— THE TASK —
Count how many lines of the material below contain the word "lavender", treating case as significant. Reply with only that number.

— PROVIDED DATA —
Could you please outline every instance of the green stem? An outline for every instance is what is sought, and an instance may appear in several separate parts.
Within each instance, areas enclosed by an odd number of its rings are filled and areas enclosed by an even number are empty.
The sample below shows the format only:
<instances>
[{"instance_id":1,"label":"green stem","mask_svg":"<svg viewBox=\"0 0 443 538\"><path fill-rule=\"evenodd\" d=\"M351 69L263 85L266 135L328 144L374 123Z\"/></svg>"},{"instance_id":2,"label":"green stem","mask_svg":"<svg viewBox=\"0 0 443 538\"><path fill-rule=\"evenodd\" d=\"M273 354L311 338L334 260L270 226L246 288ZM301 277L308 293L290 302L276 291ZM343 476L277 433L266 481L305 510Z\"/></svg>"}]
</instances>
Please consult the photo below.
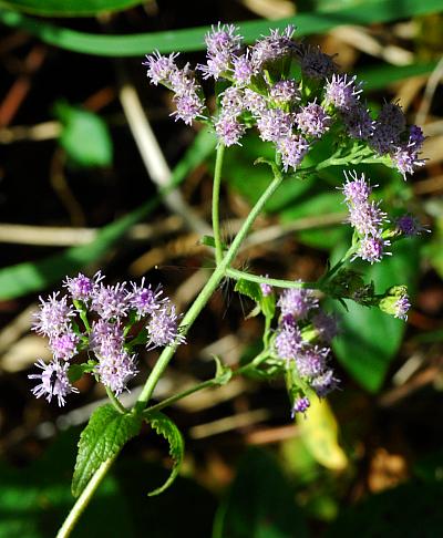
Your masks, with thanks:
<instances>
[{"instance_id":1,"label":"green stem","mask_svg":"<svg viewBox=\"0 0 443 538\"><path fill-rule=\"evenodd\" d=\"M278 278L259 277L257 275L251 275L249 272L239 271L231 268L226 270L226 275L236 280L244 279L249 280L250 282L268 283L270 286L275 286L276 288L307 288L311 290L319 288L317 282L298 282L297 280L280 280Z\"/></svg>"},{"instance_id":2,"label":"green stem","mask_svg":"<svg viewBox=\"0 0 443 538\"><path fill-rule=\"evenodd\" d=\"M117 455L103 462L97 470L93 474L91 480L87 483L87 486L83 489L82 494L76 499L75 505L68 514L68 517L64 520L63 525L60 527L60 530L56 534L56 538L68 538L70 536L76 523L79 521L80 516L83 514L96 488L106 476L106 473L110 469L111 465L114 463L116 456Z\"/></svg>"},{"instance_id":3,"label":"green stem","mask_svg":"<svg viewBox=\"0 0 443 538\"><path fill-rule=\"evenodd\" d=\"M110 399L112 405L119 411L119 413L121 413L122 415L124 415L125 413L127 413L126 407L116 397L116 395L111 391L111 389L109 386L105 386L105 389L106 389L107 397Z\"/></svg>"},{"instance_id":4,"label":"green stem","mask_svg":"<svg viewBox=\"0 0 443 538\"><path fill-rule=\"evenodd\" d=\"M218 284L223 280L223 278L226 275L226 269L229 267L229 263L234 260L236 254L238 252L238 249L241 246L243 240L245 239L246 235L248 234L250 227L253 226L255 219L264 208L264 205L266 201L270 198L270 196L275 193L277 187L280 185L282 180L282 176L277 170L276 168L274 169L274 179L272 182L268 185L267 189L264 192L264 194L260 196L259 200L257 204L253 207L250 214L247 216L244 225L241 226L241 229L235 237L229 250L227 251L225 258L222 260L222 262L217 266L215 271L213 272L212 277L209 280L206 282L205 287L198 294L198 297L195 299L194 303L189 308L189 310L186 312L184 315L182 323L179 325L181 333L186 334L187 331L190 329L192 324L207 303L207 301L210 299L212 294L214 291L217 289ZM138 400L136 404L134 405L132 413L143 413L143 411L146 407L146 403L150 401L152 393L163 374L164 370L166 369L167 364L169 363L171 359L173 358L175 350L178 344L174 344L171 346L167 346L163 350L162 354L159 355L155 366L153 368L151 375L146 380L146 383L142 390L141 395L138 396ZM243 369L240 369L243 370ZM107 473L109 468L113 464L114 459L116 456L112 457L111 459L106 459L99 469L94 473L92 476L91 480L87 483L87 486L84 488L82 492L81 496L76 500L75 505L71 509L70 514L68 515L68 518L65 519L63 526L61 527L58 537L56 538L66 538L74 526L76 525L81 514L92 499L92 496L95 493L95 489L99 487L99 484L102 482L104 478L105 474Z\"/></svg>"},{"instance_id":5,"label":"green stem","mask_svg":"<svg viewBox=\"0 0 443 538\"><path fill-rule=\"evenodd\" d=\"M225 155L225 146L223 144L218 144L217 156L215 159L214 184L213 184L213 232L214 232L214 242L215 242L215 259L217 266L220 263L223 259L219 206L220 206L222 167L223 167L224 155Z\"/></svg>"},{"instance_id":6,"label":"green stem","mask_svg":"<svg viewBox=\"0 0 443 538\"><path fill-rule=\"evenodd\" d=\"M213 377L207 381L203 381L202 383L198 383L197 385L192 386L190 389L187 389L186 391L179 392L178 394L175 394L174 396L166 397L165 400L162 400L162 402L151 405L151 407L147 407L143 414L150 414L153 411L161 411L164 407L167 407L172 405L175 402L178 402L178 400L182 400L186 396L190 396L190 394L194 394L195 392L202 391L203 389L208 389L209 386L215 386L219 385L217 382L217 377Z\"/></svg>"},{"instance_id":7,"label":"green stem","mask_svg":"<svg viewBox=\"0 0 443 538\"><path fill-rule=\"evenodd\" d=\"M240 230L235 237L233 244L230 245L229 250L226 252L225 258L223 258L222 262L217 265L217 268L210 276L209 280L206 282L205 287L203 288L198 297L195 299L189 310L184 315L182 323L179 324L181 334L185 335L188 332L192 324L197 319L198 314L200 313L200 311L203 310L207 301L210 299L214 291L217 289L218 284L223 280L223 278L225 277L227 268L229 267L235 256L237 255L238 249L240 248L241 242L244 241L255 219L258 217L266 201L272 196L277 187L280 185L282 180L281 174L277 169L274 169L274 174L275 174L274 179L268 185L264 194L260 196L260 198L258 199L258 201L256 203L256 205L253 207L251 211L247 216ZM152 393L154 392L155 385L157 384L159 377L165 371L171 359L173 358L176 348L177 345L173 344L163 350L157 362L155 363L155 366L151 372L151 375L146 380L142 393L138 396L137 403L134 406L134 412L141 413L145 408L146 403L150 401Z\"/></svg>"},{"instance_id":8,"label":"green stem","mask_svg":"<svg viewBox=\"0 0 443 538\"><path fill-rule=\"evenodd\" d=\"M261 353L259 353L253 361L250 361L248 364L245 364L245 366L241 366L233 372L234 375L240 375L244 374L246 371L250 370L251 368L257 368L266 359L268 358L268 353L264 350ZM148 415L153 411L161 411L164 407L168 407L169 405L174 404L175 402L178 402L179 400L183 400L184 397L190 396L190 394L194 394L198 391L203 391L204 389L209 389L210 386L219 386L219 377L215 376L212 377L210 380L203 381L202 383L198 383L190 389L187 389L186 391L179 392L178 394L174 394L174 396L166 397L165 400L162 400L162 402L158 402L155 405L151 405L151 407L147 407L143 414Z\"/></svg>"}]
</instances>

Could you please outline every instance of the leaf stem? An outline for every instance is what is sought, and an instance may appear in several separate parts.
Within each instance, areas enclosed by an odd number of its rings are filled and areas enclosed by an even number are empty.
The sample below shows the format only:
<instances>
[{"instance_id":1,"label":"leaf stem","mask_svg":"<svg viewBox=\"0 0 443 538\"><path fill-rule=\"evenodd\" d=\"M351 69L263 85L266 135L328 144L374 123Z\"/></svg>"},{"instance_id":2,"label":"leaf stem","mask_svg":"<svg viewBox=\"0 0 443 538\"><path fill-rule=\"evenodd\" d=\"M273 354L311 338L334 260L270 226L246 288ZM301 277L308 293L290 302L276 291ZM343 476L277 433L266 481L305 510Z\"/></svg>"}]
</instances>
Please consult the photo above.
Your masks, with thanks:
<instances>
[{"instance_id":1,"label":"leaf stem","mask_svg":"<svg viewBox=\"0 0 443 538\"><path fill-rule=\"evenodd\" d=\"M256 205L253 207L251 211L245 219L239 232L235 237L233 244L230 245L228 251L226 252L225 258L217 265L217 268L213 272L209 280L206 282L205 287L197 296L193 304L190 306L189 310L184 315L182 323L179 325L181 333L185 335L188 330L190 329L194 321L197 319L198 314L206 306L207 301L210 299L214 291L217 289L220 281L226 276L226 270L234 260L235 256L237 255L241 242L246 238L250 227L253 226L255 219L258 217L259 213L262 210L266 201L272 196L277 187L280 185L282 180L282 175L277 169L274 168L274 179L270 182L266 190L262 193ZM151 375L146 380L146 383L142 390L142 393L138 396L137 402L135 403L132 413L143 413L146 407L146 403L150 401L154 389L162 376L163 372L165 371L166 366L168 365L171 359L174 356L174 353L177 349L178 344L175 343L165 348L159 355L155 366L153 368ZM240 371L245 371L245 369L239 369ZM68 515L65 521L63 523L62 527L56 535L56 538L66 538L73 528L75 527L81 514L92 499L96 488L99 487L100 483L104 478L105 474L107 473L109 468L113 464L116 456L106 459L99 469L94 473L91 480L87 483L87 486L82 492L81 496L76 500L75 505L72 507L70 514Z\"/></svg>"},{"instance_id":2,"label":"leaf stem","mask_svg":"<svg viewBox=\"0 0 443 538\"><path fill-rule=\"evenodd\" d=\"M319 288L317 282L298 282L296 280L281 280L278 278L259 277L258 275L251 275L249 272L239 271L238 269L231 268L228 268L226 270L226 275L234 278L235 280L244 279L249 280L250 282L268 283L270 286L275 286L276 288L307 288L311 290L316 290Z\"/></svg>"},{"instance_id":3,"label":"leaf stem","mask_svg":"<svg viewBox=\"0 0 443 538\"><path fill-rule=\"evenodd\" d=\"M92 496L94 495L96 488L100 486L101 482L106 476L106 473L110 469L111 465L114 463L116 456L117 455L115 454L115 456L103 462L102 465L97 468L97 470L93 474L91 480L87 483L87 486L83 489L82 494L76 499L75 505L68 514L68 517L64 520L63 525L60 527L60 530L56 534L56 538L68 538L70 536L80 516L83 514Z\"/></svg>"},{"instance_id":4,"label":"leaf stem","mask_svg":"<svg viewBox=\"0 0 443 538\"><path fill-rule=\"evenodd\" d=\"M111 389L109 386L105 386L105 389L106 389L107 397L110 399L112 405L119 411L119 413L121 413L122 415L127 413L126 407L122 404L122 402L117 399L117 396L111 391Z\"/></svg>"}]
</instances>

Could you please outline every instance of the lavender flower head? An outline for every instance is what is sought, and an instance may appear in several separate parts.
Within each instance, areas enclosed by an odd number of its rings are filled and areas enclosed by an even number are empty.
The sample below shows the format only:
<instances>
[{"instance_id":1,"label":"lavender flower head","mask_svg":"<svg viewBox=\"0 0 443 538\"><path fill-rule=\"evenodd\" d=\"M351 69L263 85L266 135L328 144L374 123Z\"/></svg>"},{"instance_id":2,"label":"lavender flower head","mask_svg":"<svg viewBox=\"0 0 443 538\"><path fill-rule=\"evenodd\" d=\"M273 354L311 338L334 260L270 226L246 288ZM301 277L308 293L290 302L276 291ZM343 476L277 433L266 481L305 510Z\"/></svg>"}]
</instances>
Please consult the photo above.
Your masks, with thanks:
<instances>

— EXERCISE RESPONSE —
2